■ FRAGMENTO DE TEXTO ■
* * * * * * * * *

Si ganar una guerra es empeño dificil, ganar a un tiempo dos resulta peliagudo. Por eso será que a Stalin se le ocurrió una de las típicas genialidades suyas. En seguido empezó a mandar a España, ya que no armas, chequistas y chequistas con pistolas, venenos y cuchillo para satisfacer el deseo ardiente de los congresistas, consistente en matar a cuantos trotskistas se encontrasen, lo cual los chequistas, sin soltar sus pertrechos, procedieron a hacer en el acto.

Los intelectuales estalinistas, enchufados en la vida y la muerte españolas por medio del Congreso, no podían estar más satisfechos. Sólo mi partido, que era el POUM -al que ellos, exasperadísimos, llamaban trotskista, fascista y espía-, podía proporcionarles millares de víctimas. Los sindicalistas, más miles aún. Todavía más, los socialistas; y muchísimos millares más, los anarquistas. Para los intelectuales estalinistas del Congreso, que lo eran todos los que en él estaban y más, España tenía que parecerles, con tanta matanza en perspectiva, algo así como la materialización del paraíso.

Por si todo ello fuese poco, el congreso intelectual sumó a sus culturales y bélicos apetitos la posibilidad de ampliar el negocio estalinista que representaba, emprendiendo la persecución de los trotskistas- fascistas-espías extranjeros. Esta lista la inauguró André Gide, quien acababa de publicar su libro Retour de l’URSS, una crítica del comunismo ruso. Ello bastó, si no a la experiencia, sí a la obediencia de los congresistas parea tachar a Gide de espía, traidor, trotskista y demás lindeces, sin ni siquiera agradecerle la enormidad de las posibles matanzas extranjeras que tan suculentamente se les descubría. Para eso sirvió el Congreso, del que hoy sobreviven participantes satisfechos de su papel en tal farsa sangrienta.

* * * * * * * * *

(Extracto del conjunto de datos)
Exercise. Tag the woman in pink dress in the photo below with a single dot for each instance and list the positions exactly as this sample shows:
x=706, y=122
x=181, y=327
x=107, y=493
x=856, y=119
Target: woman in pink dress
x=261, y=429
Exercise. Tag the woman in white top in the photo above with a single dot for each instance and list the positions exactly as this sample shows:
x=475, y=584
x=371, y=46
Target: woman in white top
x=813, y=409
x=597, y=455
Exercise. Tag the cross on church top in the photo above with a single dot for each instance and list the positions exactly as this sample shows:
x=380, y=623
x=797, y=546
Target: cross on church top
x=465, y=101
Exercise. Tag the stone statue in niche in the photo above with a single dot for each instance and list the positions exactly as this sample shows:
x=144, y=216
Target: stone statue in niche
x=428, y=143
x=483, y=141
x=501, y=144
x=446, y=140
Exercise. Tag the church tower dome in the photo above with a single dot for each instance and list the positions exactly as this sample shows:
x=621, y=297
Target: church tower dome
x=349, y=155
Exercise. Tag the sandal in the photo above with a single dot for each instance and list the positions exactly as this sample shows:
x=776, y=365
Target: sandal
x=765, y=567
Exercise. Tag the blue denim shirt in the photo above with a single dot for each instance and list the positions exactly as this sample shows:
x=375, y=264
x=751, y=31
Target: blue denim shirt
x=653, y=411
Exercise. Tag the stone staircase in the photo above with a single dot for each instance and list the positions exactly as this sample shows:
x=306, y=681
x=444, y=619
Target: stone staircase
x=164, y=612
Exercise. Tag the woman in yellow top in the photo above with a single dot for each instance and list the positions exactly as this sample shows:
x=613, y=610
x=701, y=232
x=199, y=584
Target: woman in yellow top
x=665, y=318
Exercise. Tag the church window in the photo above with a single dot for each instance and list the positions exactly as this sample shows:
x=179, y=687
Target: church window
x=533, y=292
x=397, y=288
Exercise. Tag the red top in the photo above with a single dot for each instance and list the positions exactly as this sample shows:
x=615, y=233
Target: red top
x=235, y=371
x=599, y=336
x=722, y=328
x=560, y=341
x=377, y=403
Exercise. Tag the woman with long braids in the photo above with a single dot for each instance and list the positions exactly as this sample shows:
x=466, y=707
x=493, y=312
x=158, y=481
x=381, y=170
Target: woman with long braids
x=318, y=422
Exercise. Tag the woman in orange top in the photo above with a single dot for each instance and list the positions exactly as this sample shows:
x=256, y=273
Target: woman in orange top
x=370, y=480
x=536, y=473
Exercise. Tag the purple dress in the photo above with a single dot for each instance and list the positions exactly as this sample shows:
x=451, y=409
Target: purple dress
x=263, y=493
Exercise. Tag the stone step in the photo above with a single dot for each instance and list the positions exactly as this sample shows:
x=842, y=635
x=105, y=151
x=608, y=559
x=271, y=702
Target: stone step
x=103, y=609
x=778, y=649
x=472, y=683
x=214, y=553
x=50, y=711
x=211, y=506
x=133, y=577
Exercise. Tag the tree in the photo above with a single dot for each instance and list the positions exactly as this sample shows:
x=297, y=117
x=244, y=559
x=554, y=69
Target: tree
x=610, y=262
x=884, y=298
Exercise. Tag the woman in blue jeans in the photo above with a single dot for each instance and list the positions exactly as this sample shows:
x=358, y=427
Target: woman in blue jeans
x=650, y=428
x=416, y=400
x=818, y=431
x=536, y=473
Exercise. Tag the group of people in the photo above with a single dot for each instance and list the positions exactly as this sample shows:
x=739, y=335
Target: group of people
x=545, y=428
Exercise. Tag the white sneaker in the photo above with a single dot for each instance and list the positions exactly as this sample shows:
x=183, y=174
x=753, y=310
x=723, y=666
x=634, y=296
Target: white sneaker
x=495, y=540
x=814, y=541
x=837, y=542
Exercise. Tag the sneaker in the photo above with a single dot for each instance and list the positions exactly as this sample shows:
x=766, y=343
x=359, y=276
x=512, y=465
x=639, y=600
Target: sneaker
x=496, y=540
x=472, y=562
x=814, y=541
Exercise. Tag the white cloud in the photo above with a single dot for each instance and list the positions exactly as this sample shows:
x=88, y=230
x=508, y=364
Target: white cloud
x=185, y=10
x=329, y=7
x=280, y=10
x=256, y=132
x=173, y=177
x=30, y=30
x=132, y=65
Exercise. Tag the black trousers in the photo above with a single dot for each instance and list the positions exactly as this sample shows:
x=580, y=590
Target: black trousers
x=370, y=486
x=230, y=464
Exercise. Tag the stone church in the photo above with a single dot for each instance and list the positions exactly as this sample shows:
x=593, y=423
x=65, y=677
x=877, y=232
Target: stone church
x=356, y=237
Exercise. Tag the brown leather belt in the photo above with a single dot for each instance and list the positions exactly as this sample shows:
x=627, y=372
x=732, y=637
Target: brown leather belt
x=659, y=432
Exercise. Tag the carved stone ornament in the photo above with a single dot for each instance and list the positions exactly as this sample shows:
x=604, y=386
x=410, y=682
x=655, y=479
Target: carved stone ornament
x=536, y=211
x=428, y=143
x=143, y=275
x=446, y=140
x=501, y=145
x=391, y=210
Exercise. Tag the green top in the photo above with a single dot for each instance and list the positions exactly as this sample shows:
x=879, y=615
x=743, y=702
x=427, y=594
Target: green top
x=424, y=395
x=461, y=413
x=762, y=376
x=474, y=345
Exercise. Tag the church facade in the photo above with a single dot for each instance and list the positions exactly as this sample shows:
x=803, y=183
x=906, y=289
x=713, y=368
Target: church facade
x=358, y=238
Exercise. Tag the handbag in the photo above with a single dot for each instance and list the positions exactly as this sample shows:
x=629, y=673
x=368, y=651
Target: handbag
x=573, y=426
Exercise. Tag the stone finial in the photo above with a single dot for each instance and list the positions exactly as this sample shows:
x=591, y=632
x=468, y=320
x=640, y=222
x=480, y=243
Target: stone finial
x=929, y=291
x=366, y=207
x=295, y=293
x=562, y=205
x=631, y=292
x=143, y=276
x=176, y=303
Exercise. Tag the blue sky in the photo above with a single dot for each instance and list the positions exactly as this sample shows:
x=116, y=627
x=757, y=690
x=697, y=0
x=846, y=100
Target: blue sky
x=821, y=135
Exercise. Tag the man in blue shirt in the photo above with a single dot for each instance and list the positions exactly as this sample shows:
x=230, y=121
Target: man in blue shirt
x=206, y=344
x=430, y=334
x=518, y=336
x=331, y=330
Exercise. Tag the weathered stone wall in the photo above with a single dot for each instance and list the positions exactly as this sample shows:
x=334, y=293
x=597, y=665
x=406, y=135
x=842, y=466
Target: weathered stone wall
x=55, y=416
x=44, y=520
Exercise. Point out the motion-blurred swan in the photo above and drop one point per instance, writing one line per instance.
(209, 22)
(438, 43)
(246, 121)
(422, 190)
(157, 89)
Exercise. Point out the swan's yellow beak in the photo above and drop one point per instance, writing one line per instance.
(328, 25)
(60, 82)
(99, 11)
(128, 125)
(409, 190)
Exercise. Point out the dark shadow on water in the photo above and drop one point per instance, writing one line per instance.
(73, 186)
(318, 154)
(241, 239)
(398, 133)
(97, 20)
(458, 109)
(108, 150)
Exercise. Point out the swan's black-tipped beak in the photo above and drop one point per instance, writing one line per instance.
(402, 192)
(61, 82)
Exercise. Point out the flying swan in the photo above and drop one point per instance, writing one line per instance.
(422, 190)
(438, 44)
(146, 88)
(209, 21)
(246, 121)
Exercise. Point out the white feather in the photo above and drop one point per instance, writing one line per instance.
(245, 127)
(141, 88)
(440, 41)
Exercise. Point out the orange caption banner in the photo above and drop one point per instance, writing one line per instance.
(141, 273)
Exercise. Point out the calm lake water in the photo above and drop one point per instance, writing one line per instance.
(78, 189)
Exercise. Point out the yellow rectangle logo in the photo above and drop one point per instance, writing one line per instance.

* * * * * * * * *

■ TAREA BREVE 1 ■
En el fragmento sobre el Congreso de intelectuales estalinistas, ¿qué libro acababa de publicar André Gide?
■ TAREA BREVE 2 ■
Muestra cada línea del listado en la que aparezca la palabra "pink".
El fragmento y el listado no tienen nada que ver entre sí.

■ RESULTADO DEL EJERCICIO 1 ■
Retour de l'URSS, una crítica del comunismo ruso.

■ RESULTADO DEL EJERCICIO 2 ■
Exercise. Tag the woman in pink dress in the photo below with a single dot for each instance and list the positions exactly as this sample shows:
Target: woman in pink dress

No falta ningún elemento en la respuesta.